Goal
Please explain, using the notes on transformer-based vision models, why the HandsFormer keypoint representation is tied to the 2D location of hand joints. Answer in one to three sentences.

Quoted text
::::::::

UTNet (U-shape Transformer Networks)

  • Paper: https://arxiv.org/pdf/2107.00781.pdf
  • Pipeline:
    • Apply conv layers to extract local intensity feature, while using self-attention to capture long-range associative information
    • UTNet follows the standard design of UNet, but replace the last conv of the building block in each resolution (except the highest one) with the proposed Transformer module
    • Rather than using the convention MHSA like the standard Transformer, UTNet develops the Efficient MHSA (quite similar to the one in SegFormer):
      • Efficient MHSA: Sub-sample K and V into low-dimensional embedding (reduce size by 8) using Conv1x1 => bilinear interpolation
    • Using 2-dimensional relative position encoding by adding relative height and width information rather than the standard position encoding
  • Code: https://github.com/yhygao/UTNet

SOTR (Segmenting Objects with Transformer)

  • Paper: https://arxiv.org/pdf/2108.06747.pdf
  • Combines the advantages of CNN and Transformer
  • Architecture:
    • Pipeline:
      • Image => CNN Backbone => feature maps in multi-scale => patch recombination + positional embedding => clip-lvel feature sequences/blocks => Transformer => global-level semantic feature => functional heads => class & conv kernel prediction
      • Backbone output => Multi-level upsampling model (with dynamic conv) => dynamic conv(output, Kerner head) => instance masks
    • CNN Backbone: Feature pyramid network
    • Transformer: proposed 2 different transformer designs with Twin attention:
      • Twin attention: simplify the attention matrix with sparse representation (as the self-attention has both quadratic time and memory complicity) => higher computational cost
        • Calculate attention within each column (independent between columns) => calculate attention within each row (independent between rows) => connect together
        • Twin att. has a global receptive field & covers the information along 2 dimension
      • Transformer layer:
        • Pure twin layer: Skip[LayerNorm => Twin Att.] => Skip[LayerNorm => MLP]
        • Hybrid twin layer: Skip[LayerNorm => Twin Att.] => Skip[Conv3x3 => Leaky ReLU => Conv3x3]
        • Hybrid Twin comes with the best performance
    • Multi-level upsampling model: P5 feature map + Positional from transformer + P2-P4 from FPN => [Conv3x3 => Group Norm => Relu, multi stage] => upsample x2, x4, x8 (for P3-P5) => added together => point-wise conv => upsamping => final HxW feature map
  • Code: https://github.com/easton-cau/SOTR

HandsFormer

  • Paper: https://arxiv.org/pdf/2104.14639.pdf
  • Architecute:
    • Image => UNet => Image features (from layers of UNet decoder) + Keypoint heatmap => bilinear interpolation & concat => FFN (3-layer MLP) => concat with keypoint heatmap (with positional encoding) => keypoint representation (likely to correspond to the 2D location of hand joints)
      • Localizing the joints of hands in 2D is more accurate than directly regressing 3D location.

::::::::

Entries provided
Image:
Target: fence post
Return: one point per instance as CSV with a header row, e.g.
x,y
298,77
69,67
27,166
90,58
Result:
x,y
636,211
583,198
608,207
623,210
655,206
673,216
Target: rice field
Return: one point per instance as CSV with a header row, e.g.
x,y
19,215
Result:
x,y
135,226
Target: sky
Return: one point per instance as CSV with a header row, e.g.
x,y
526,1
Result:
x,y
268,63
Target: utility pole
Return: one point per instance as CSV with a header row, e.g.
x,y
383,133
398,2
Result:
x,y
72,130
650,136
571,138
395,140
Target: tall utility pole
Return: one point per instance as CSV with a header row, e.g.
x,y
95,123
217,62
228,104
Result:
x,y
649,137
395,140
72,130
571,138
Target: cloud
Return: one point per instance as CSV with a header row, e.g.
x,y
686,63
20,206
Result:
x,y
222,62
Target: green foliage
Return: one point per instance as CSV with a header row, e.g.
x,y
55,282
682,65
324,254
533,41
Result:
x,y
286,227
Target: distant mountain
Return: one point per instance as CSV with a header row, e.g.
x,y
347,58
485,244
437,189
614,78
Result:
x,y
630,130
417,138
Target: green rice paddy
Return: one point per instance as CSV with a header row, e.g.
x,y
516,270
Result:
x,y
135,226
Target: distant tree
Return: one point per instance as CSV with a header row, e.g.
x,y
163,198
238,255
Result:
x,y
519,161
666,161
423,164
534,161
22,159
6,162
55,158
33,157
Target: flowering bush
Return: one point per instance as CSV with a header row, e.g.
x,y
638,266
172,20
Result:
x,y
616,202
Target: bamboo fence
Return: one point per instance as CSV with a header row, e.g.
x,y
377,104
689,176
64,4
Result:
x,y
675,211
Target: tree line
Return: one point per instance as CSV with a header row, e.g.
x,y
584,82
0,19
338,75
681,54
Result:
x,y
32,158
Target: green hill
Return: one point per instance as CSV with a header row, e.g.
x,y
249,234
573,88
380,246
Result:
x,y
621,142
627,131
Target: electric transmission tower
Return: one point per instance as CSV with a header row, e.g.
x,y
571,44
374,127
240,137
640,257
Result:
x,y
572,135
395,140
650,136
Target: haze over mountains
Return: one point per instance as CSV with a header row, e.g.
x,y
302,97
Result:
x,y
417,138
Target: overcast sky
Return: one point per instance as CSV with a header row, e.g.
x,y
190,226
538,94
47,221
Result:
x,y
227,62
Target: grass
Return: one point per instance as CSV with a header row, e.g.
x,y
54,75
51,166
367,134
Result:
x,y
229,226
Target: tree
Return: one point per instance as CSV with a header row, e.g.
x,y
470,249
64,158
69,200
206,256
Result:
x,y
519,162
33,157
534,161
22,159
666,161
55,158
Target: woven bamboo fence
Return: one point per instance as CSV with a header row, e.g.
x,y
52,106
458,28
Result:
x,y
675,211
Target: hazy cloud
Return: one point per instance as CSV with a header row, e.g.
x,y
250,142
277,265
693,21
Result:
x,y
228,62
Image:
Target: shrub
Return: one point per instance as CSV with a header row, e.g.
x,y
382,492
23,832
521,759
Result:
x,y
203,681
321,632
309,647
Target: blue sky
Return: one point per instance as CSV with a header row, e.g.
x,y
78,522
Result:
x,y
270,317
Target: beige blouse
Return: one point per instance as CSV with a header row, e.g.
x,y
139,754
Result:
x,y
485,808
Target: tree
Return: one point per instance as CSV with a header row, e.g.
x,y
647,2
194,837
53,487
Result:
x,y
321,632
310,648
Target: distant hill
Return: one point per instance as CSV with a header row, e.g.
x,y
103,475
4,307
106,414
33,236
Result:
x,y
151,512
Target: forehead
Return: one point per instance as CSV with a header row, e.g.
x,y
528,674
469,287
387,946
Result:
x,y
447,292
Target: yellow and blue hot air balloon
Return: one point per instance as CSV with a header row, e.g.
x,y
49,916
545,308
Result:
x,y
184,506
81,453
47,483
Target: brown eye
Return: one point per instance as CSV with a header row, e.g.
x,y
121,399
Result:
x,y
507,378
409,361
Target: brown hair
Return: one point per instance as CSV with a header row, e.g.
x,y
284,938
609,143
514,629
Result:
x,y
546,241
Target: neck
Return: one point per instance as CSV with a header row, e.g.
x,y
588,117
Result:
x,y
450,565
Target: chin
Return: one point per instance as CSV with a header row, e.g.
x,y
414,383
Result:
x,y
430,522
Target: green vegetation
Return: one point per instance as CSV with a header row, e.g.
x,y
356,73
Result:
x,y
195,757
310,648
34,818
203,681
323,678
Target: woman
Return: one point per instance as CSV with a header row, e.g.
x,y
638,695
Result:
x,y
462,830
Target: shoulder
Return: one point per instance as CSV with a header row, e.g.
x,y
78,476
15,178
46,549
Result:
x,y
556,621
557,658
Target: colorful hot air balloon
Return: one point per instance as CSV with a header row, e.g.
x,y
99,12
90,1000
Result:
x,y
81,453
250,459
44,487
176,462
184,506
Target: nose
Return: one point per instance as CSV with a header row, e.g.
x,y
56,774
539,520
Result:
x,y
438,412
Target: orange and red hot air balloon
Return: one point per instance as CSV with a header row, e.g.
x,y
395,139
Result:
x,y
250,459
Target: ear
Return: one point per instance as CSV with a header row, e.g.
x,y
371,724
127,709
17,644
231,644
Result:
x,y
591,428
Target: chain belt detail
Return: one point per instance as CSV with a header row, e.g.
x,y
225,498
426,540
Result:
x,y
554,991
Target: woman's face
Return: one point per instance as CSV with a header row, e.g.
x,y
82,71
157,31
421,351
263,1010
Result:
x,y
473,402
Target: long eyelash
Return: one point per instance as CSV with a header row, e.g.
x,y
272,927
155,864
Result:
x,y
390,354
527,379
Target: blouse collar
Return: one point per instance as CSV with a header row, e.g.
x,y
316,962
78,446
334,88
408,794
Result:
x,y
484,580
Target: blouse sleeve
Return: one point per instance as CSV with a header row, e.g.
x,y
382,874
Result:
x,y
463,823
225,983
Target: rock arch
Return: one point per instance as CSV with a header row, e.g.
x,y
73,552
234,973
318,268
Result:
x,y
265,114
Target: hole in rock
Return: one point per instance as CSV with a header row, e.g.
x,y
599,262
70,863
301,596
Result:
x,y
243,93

::::::::

Solution to the exercise
The notes give the reason as accuracy: localizing the joints of hands in 2D is more accurate than directly regressing their 3D location.